* **Point annotation records**
──────

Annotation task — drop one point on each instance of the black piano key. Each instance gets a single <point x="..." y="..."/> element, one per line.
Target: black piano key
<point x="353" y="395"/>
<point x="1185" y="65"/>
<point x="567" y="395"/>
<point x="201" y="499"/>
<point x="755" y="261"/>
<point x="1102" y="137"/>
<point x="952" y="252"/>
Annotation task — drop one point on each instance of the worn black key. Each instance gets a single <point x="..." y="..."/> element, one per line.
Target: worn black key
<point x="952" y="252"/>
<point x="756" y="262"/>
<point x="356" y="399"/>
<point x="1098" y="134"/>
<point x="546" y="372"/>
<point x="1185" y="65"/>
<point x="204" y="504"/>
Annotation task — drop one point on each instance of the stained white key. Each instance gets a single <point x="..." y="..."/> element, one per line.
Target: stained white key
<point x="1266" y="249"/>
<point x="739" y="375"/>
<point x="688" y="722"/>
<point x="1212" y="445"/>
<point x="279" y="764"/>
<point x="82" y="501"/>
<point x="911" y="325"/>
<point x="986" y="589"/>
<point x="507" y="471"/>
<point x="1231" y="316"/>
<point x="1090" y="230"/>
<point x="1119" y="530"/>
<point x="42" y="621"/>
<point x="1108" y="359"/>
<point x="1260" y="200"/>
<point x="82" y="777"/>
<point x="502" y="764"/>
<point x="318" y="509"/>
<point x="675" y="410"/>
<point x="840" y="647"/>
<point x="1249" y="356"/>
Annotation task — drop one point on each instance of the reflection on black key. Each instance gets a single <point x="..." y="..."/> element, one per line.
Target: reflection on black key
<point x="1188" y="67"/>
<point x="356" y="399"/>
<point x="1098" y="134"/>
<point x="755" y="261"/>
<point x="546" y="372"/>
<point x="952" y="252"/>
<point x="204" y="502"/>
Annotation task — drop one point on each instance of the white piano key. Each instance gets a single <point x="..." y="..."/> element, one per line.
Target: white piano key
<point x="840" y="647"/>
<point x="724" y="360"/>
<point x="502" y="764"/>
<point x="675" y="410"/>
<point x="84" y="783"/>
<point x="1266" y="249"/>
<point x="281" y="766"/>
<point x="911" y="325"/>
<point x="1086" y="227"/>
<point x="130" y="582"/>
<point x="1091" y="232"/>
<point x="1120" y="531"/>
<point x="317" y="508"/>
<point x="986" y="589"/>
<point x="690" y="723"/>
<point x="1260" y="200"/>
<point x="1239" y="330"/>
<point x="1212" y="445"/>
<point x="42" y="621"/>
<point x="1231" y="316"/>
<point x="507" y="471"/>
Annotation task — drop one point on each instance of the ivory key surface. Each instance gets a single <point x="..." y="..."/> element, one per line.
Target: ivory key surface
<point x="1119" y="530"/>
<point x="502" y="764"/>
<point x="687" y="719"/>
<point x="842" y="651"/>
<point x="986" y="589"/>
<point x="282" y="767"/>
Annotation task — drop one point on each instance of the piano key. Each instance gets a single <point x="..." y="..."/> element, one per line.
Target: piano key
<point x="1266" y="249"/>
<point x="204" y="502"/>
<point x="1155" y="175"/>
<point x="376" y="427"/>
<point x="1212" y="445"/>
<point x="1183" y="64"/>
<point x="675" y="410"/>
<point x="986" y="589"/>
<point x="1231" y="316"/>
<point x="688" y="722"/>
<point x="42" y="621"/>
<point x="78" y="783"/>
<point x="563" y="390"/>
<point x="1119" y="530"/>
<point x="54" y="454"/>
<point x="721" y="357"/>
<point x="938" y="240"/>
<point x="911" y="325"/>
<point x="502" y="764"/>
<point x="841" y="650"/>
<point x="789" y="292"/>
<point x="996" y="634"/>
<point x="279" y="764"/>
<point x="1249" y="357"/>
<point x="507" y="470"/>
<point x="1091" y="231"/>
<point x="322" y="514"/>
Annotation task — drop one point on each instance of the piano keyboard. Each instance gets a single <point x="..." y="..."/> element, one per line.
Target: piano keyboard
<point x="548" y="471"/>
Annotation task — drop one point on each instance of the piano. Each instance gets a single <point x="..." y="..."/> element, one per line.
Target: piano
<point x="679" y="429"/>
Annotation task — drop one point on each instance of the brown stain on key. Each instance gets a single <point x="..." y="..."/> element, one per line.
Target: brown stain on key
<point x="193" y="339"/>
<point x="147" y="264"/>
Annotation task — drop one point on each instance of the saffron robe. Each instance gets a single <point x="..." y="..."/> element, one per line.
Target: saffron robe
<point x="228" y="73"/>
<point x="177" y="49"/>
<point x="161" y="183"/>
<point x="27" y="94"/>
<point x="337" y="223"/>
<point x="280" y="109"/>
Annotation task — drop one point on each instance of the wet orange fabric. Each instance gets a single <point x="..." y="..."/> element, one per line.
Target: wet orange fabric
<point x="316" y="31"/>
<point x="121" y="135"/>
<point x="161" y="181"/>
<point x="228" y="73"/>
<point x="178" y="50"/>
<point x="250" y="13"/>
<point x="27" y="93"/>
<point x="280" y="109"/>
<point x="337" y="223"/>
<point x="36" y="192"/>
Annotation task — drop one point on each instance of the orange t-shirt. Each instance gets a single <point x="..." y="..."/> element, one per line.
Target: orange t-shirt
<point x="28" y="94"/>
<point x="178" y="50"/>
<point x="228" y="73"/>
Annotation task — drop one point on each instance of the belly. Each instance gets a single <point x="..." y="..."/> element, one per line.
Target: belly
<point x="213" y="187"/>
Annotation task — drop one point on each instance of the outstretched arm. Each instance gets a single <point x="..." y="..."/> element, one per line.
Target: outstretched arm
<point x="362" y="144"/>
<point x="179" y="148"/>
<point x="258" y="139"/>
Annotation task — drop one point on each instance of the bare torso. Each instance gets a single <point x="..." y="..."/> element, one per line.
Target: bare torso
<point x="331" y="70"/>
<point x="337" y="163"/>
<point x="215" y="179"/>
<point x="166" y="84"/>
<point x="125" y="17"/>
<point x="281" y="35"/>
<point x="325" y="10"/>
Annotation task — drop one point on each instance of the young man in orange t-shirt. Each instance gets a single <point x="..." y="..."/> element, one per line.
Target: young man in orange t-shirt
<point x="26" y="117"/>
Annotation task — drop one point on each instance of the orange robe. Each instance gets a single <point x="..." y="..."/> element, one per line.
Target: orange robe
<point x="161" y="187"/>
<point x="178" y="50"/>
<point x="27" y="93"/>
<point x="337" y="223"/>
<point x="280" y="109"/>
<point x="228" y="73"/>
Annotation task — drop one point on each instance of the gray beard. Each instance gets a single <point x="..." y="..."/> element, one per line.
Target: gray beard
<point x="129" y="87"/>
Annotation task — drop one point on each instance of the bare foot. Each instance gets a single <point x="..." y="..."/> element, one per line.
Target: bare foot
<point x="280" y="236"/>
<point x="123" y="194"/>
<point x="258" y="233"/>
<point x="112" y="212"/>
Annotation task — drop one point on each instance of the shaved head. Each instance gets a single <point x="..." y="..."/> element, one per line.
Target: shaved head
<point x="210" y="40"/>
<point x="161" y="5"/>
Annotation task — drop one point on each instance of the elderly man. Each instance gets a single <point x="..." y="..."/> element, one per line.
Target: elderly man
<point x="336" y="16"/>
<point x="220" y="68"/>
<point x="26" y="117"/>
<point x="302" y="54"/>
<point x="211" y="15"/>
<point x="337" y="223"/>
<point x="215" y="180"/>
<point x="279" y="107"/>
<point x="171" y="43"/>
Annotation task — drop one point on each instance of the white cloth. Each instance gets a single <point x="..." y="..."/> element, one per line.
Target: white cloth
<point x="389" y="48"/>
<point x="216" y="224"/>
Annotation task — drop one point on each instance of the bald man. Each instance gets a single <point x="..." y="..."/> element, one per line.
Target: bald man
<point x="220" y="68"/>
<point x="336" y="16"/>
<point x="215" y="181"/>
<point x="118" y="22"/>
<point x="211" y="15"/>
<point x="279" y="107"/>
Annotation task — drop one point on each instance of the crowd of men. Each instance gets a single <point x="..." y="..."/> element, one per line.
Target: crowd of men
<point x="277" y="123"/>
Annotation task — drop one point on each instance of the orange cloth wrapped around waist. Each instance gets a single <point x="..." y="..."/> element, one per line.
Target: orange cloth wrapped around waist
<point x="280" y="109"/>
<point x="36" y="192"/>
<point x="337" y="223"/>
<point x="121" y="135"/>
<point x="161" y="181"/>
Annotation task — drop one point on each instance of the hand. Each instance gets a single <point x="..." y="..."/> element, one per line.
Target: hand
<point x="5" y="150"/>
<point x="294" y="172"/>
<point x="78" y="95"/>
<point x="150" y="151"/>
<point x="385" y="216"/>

──────

* **TASK DETAILS**
From the line containing "of the shaved" through the closing line of the material above, return every line exactly and omit all others.

* **TASK ANSWER**
Annotation task — drop one point on each instance of the shaved head. Each instance gets a single <point x="..." y="..."/> element, one per line.
Target: shaved head
<point x="210" y="40"/>
<point x="161" y="5"/>
Annotation task — drop one point on each instance of the elderly man. Each instance gets a single <point x="..." y="..."/> element, one per line.
Target: elderly man
<point x="336" y="16"/>
<point x="220" y="68"/>
<point x="26" y="117"/>
<point x="302" y="54"/>
<point x="211" y="15"/>
<point x="337" y="223"/>
<point x="215" y="180"/>
<point x="279" y="107"/>
<point x="171" y="43"/>
Annotation task — drop one point on each instance of the white cloth. Each instance gets a single <point x="..." y="..."/> element, one per line.
Target: white cloth
<point x="389" y="48"/>
<point x="216" y="224"/>
Annotation task — drop one point on each instance of the bald man. Each instance gets a single <point x="..." y="..."/> element, one per line.
Target: bald man
<point x="220" y="68"/>
<point x="336" y="16"/>
<point x="215" y="181"/>
<point x="118" y="22"/>
<point x="211" y="15"/>
<point x="279" y="107"/>
Annotation task — drop one point on each instance of the crowd of men. Each instance gets a single <point x="..." y="..."/> element, one per line.
Target: crowd of men
<point x="277" y="123"/>
Annotation task — drop one point on each instance of the orange cloth wrapped around waist. Each instance gets a single <point x="..." y="..."/> element, one per line.
Target: orange cloth wrapped around waist
<point x="280" y="109"/>
<point x="36" y="192"/>
<point x="337" y="223"/>
<point x="121" y="135"/>
<point x="161" y="181"/>
Annotation task — drop one point on each instance of the hand. Each instance gets a single <point x="..." y="..."/> element, one per line.
Target: hand
<point x="5" y="150"/>
<point x="294" y="172"/>
<point x="78" y="95"/>
<point x="150" y="151"/>
<point x="385" y="216"/>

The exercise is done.